The second day after our arrival in Shaar Ha’Aliyah, I found an opening in the barbed wire fence. Cautiously, I crawled my way out to freedom, having arranged with Hilde that I would be back some days later. In Haifa it was imperative I look up an old friend I knew from Berlin. I climbed on the bus to Haifa and looking at the advertising signs there, found his name written underneath. I went into the shop and the owner gave me the home address. I found him and he was very surprised and I became his guest. He gave me work and paid for sketches and portrait drawings. Wiser and with more money, I returned to my beloved Hilde, who was quite worried about me.

Out of the Transit Camp, Shaar Ha’Aliyah by Haifa, drawing placed in a family album

Now, Hilde could not stand it any longer. After ten years she finally wanted to see her sister who was living in Tel Aviv. Hilde knew where Else worked and the next day she took the bus there and immediately found Café Katz, on Ben Yehuda Street, known across Tel Aviv. Hilde sat herself down by a table. As Else began to pass her by carrying a tray of cups full of coffee, she recognized Hilde and let the whole tray drop to the floor, making a mighty crash. As the sisters kissed and held each other, the guests all clapped.

———

DIRECTIVE 1 | In the Shaar Ha'Aliyah passage, on which street was Café Katz located?
DIRECTIVE 2 | Output the part of the Shaar Ha'Aliyah passage starting with "The second day" and going on through "worried about me.".
DIRECTIVE 3 | Go on with the Shaar Ha'Aliyah passage from the point where it stops.
None of the entries are needed for this work.

———

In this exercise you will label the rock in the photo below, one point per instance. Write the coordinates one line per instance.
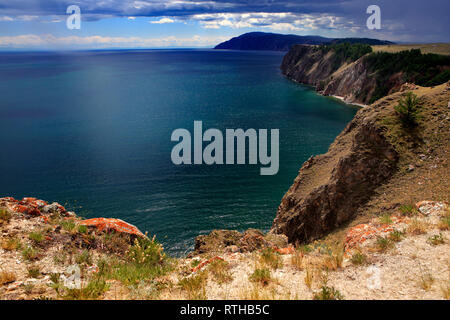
(216, 241)
(328, 191)
(107, 224)
(54, 208)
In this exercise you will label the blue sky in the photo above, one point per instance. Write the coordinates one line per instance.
(39, 24)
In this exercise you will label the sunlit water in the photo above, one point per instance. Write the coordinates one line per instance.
(91, 130)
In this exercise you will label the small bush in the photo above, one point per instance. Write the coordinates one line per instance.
(6, 277)
(220, 271)
(82, 229)
(84, 258)
(68, 224)
(383, 243)
(5, 216)
(408, 209)
(396, 235)
(386, 219)
(328, 293)
(195, 286)
(36, 237)
(11, 244)
(359, 258)
(444, 224)
(417, 227)
(261, 276)
(94, 289)
(34, 271)
(408, 110)
(29, 253)
(271, 258)
(436, 239)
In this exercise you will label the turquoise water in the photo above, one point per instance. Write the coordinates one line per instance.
(91, 130)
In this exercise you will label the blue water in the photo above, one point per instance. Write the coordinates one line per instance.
(91, 130)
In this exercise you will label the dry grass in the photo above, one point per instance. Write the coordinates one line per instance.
(220, 270)
(426, 279)
(445, 289)
(195, 286)
(297, 260)
(11, 244)
(417, 227)
(438, 48)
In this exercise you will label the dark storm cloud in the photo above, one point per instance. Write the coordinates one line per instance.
(413, 20)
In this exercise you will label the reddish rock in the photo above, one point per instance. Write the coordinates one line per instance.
(106, 224)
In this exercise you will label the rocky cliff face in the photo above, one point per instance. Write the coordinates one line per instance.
(352, 81)
(330, 187)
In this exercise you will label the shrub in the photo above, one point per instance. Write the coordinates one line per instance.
(359, 258)
(220, 271)
(195, 286)
(94, 289)
(29, 253)
(436, 239)
(6, 277)
(5, 215)
(408, 110)
(271, 258)
(36, 237)
(386, 219)
(34, 271)
(396, 235)
(383, 243)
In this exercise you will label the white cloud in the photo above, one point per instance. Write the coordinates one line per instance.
(48, 41)
(278, 21)
(163, 20)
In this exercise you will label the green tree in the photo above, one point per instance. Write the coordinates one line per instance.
(409, 109)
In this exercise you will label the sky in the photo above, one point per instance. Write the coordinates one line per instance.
(42, 25)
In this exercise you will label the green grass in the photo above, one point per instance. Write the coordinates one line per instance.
(384, 243)
(396, 235)
(67, 225)
(219, 269)
(29, 253)
(84, 258)
(408, 110)
(92, 291)
(5, 215)
(82, 229)
(34, 271)
(408, 210)
(328, 293)
(36, 237)
(359, 258)
(386, 219)
(436, 239)
(144, 261)
(271, 258)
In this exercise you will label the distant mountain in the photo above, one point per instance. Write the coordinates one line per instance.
(283, 42)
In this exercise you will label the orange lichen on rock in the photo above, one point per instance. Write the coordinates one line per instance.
(105, 224)
(204, 263)
(287, 250)
(358, 235)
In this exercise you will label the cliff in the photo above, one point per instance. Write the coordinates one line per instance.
(358, 75)
(371, 152)
(283, 42)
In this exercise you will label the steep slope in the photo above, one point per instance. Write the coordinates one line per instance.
(365, 158)
(283, 42)
(360, 76)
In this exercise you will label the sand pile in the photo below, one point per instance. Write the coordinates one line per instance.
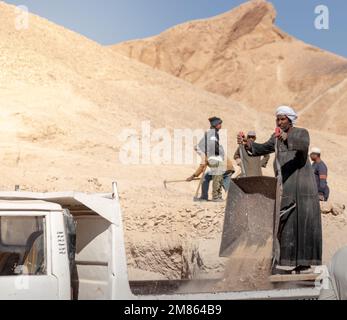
(242, 55)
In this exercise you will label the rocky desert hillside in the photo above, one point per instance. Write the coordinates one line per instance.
(244, 56)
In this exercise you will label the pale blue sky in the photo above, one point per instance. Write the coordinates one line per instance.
(113, 21)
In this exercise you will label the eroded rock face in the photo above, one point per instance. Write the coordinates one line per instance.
(242, 55)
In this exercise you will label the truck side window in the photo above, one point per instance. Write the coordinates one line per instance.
(22, 245)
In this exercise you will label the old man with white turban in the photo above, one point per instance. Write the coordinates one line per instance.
(300, 229)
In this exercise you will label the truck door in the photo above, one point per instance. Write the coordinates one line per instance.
(25, 261)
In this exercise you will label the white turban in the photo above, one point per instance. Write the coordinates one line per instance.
(288, 112)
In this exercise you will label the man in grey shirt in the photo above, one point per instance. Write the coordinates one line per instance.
(251, 165)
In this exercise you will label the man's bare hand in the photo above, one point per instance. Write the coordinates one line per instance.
(241, 138)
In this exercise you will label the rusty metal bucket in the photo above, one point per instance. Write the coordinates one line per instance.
(250, 214)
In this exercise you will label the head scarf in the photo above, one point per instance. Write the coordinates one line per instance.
(288, 112)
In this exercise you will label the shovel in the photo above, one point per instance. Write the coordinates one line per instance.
(166, 182)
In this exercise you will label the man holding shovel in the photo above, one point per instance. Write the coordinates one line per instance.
(250, 166)
(212, 155)
(299, 226)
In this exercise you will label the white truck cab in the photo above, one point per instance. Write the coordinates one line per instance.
(70, 245)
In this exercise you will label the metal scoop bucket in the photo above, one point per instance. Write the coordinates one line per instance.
(250, 215)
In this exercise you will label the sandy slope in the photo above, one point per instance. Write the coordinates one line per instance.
(242, 55)
(64, 102)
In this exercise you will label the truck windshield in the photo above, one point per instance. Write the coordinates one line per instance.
(22, 245)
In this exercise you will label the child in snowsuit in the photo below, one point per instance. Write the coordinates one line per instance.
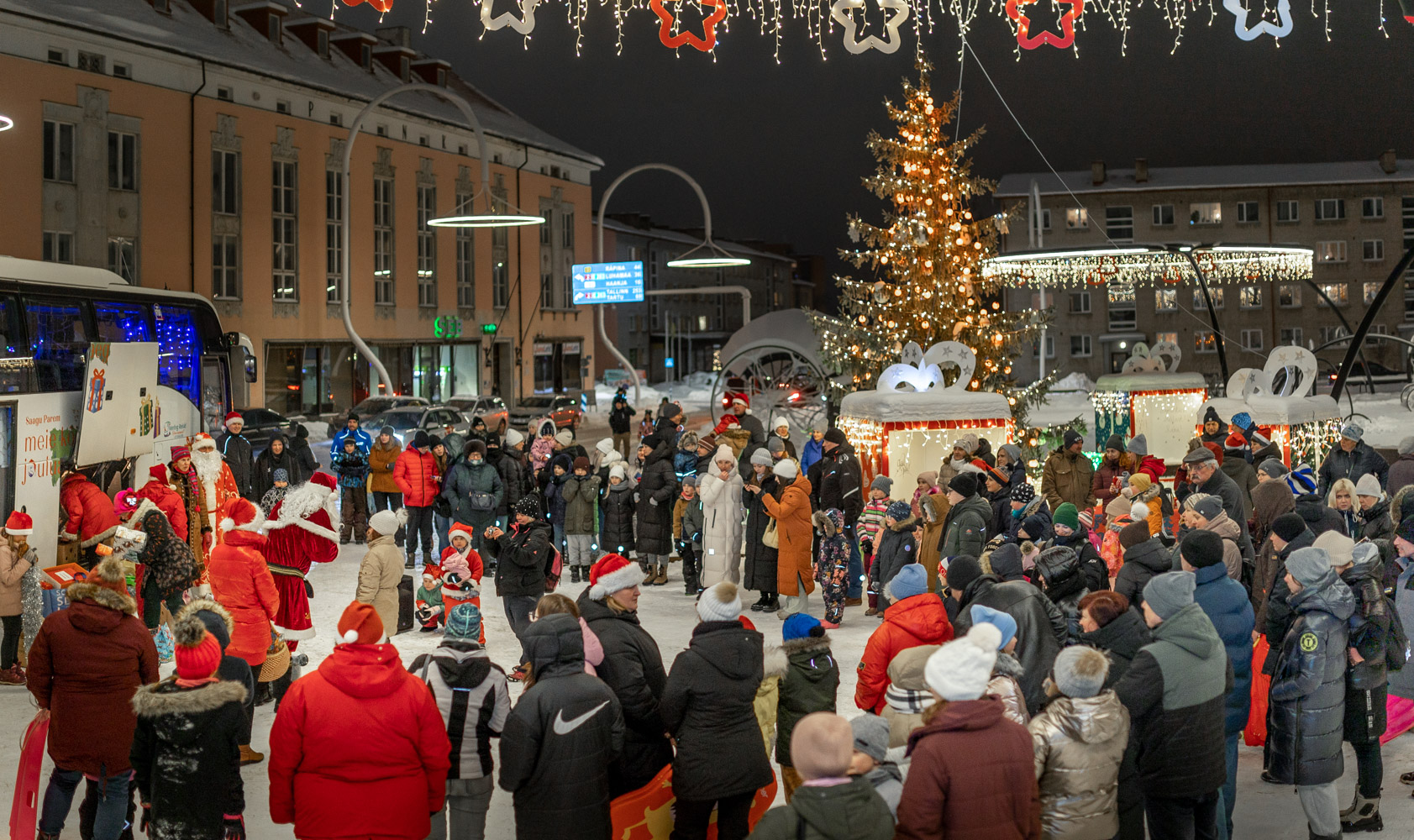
(351, 465)
(832, 564)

———

TASK RESULT 1 | Ben Yehuda Street.

TASK RESULT 2 |
The second day after our arrival in Shaar Ha’Aliyah, I found an opening in the barbed wire fence. Cautiously, I crawled my way out to freedom, having arranged with Hilde that I would be back some days later. In Haifa it was imperative I look up an old friend I knew from Berlin. I climbed on the bus to Haifa and looking at the advertising signs there, found his name written underneath. I went into the shop and the owner gave me the home address. I found him and he was very surprised and I became his guest. He gave me work and paid for sketches and portrait drawings. Wiser and with more money, I returned to my beloved Hilde, who was quite worried about me.

TASK RESULT 3 |
The Beth Olim tent camp. The town of Raanana is concealed behind the hills in the background. August 1949, drawing placed in a family album

Beth Olim was a lively place full of screaming children. New immigrants from all over the world streamed into Israel, for example from Czechoslovakia alone there were 15,000. Everyone was crowded together because space was lacking and so a Belgian couple joined us in our tent, though they were pleasant people. Our new camp also had a fence because of the many children; however, it was without barbed wire and everyone could go in and out. For this reason, we often went to the city of Ranaana and met very nice people who ordered portraits or posters from me. We also went to the café where we could dance and have a wonderful time. After weeks of living in tight quarters a tzrif (wooden shack) became available. The tzrif was lightly constructed of crude planks. We were ordered by the administration to move in and we were very happy and finally, we also became Israeli citizens.

Hilde’s father Karl Taussig and second wife Elza, and child Judita immigrated to Israel before us — but only because of my urging did they register, otherwise they would still be in Prague today. Through an agency, his daughter Else found him a position in his vocation as chemist at the well-known company “Mekorot” where he worked as a water specialist until he retired. For all of us a very good beginning.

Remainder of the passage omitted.